## WHAT TO DO
Copy out the stretch of records from the line containing "Q: For every instance of the white balustrade" through the end of the records, requests included, and offset every point coordinate in the answers by adding 73. Leave the numbers in the requests and their format samples unchanged.

• • • •

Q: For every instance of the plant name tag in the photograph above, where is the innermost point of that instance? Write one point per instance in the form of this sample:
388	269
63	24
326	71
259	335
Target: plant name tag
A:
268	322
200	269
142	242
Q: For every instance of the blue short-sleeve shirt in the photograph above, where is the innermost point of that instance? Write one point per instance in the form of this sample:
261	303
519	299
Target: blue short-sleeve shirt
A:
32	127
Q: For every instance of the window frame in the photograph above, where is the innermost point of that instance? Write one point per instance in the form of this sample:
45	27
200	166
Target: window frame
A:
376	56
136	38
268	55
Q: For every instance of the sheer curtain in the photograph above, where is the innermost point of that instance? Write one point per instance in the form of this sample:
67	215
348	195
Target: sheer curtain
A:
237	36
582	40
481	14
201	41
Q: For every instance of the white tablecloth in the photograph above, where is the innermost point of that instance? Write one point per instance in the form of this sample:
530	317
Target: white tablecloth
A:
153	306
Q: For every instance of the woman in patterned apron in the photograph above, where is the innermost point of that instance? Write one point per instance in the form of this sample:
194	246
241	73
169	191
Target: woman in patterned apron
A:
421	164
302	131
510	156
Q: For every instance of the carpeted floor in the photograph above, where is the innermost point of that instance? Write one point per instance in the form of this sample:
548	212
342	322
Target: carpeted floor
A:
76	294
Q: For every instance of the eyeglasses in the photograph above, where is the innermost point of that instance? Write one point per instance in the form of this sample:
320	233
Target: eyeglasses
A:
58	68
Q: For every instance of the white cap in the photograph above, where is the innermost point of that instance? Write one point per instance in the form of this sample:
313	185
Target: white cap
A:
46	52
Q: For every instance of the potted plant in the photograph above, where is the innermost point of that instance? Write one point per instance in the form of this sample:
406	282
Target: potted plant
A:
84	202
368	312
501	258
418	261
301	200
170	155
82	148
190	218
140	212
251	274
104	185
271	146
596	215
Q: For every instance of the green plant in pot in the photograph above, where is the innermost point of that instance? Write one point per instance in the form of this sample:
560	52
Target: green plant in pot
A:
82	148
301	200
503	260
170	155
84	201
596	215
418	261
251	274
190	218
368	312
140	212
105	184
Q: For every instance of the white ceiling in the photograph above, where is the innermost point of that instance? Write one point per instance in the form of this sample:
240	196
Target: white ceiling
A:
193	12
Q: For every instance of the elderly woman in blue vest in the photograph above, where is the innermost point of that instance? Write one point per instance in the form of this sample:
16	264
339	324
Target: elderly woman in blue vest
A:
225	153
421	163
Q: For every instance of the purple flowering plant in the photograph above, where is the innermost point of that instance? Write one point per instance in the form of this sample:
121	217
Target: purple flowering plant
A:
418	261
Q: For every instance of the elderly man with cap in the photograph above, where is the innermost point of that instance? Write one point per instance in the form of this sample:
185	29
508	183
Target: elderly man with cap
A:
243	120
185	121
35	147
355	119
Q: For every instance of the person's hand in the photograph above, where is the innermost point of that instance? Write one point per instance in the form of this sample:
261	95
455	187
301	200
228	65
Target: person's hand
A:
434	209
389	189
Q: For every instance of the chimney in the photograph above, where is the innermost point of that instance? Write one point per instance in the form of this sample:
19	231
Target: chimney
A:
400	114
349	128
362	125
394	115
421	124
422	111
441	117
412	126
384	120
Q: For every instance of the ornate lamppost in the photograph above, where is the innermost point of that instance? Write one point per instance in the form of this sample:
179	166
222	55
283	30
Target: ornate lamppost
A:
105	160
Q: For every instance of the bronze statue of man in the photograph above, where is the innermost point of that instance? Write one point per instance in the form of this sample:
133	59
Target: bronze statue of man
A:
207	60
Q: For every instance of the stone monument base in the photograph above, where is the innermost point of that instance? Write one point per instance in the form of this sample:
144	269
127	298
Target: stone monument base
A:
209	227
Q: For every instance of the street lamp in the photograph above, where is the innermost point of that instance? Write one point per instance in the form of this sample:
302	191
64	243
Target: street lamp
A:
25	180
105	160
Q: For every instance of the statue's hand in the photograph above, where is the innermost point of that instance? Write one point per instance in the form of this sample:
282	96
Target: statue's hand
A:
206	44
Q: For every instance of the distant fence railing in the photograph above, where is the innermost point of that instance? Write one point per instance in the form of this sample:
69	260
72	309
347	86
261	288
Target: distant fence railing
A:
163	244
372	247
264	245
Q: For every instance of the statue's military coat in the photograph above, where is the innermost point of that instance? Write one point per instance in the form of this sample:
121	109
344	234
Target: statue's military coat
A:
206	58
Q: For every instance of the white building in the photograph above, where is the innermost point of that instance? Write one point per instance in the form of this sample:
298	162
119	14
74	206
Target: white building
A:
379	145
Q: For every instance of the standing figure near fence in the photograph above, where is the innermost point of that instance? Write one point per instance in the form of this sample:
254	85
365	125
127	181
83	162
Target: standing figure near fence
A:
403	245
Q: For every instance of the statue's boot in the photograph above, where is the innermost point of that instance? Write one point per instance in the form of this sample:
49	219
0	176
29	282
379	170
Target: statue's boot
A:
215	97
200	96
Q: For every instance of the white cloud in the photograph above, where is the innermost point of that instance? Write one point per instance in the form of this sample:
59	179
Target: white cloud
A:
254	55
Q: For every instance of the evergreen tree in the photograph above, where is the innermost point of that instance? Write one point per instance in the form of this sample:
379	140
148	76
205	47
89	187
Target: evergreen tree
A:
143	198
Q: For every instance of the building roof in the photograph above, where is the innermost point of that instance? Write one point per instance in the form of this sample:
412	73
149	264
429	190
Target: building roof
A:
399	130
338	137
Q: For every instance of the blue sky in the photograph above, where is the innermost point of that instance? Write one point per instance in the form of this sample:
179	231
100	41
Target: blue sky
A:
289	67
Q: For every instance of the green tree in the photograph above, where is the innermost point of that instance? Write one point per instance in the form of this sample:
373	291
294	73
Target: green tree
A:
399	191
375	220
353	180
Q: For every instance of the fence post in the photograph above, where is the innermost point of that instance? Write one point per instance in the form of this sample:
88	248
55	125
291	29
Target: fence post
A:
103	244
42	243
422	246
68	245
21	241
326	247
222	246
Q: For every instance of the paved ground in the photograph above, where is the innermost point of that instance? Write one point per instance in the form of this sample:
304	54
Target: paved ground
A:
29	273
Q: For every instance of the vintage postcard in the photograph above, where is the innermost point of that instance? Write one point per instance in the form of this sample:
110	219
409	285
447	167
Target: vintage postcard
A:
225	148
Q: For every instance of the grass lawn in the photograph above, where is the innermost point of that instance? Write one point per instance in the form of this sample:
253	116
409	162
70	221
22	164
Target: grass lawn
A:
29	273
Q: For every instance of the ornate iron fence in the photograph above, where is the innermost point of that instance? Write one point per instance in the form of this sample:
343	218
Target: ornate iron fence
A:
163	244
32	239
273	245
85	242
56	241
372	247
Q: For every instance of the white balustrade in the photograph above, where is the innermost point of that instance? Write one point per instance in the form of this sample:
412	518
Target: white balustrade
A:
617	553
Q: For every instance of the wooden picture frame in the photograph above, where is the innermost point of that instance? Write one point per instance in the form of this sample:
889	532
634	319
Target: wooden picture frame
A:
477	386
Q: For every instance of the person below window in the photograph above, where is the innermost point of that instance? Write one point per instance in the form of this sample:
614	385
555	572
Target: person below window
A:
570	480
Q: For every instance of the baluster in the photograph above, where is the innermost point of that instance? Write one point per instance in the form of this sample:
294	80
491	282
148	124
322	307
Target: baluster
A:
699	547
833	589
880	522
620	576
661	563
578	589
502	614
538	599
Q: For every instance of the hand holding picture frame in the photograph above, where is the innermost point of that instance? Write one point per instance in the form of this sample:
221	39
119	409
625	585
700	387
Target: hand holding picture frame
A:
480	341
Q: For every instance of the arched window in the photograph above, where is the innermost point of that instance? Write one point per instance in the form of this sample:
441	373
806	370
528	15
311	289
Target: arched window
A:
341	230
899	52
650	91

• • • •

## OUTPUT FOR THIS EXERCISE
Q: For every instance of the white balustrade in the photograph above, where is the innermost point of that instance? Write one point per instance in the form of this sample:
412	518
Target: white balustrade
A:
690	626
Q: For every instance of the wooden picture frame in the photograph above, where is the innermost point of that instance? Write one point per instance in the form of this sample:
889	532
634	319
Target: wooden picture frame
A:
550	459
Q: For every instance of the person below window in the photograph above, where is the innermost point of that instance? Write one point per instance in the form of this sample:
614	385
555	572
Target: person below window
A:
643	553
Q: For every instance of the baluster in the photograph above, where is the innermost point of that instance? Write one point per instance in the form of this sample:
294	80
491	282
148	124
322	307
Target: baluster
A:
772	620
906	662
953	595
693	649
734	636
651	662
575	687
611	672
Q: For every instance of the hand holding picture frame in the photograph above, where is the innermost point of that instance? Write one point per instance in the form of this sample:
221	39
119	409
625	585
700	387
Target: hand holding picture frame
A:
553	414
Q: For every instance of the arched window in the photograph above, where is the innermost point of that instance? Write one point per instance in the form of this sample:
441	373
806	370
528	15
311	289
Target: arched window
A:
414	303
972	125
723	164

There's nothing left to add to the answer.